§ Task description
Up to and including the line with "pixel 101 135", write out the listing from its first line, minus the pictures.
Segment Open
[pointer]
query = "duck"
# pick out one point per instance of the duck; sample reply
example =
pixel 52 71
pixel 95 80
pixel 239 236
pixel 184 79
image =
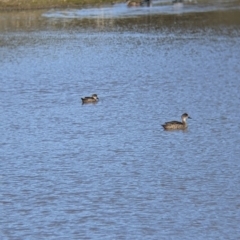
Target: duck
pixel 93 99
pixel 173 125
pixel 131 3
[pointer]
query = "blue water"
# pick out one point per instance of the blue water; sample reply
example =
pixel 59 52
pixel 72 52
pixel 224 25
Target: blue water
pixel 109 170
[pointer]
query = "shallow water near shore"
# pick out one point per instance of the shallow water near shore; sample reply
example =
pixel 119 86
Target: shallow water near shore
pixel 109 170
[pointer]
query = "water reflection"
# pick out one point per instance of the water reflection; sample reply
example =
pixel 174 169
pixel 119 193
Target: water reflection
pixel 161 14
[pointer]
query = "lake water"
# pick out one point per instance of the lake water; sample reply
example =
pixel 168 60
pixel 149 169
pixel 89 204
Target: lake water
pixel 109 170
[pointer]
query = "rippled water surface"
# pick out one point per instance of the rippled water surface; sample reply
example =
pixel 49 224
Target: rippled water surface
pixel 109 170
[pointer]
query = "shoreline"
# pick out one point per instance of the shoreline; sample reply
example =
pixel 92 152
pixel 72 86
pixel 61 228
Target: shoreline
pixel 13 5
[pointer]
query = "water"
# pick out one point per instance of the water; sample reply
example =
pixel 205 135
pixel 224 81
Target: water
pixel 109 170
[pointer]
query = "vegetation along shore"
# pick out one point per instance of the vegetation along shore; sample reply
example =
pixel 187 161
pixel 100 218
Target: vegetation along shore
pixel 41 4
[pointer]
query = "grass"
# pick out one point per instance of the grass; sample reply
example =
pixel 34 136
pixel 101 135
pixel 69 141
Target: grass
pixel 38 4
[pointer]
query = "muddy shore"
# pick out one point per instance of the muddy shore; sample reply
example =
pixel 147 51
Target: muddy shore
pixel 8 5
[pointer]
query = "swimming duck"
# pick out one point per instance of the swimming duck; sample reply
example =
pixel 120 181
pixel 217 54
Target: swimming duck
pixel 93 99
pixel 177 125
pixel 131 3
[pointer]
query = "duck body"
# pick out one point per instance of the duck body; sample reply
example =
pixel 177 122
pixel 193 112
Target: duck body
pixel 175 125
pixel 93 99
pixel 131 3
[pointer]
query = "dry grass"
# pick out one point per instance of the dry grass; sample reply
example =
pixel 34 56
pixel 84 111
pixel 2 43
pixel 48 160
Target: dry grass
Segment Closed
§ Answer
[pointer]
query = "duck"
# pick out one point per instance of the duck; sample reply
example =
pixel 52 71
pixel 95 80
pixel 239 236
pixel 184 79
image =
Target: duck
pixel 93 99
pixel 173 125
pixel 131 3
[pointer]
query = "blue water"
# pick out one point per instance of the blue water; sample reply
example =
pixel 59 52
pixel 72 52
pixel 224 25
Target: blue water
pixel 109 170
[pointer]
query = "shallow water near shore"
# pick out one point per instance of the shallow water near shore; sample reply
example =
pixel 119 86
Target: shallow water near shore
pixel 109 170
[pointer]
query = "water reflection"
# pick out one point per instance of the water reflection; sample reply
example =
pixel 174 169
pixel 119 193
Target: water reflection
pixel 161 14
[pointer]
query = "lake water"
# pick out one point per instance of the lake water; sample reply
example =
pixel 168 60
pixel 149 169
pixel 89 204
Target: lake water
pixel 109 170
[pointer]
query = "rippled water surface"
# pick out one point per instance of the rippled water surface; sample reply
example =
pixel 49 224
Target: rippled water surface
pixel 109 170
[pointer]
query = "shoreline"
# pick out one point per instance of the shoreline; sample reply
example =
pixel 92 152
pixel 72 86
pixel 61 228
Target: shoreline
pixel 13 5
[pointer]
query = "water"
# pick out one point per instance of the water; sample reply
example =
pixel 205 135
pixel 224 81
Target: water
pixel 109 170
[pointer]
query = "vegetation along shore"
# pick out one point per instance of the vegetation along shore; sample reply
example =
pixel 187 161
pixel 100 218
Target: vegetation along shore
pixel 41 4
[pointer]
query = "grass"
# pick out one point per instance of the grass; sample reply
example =
pixel 34 136
pixel 101 135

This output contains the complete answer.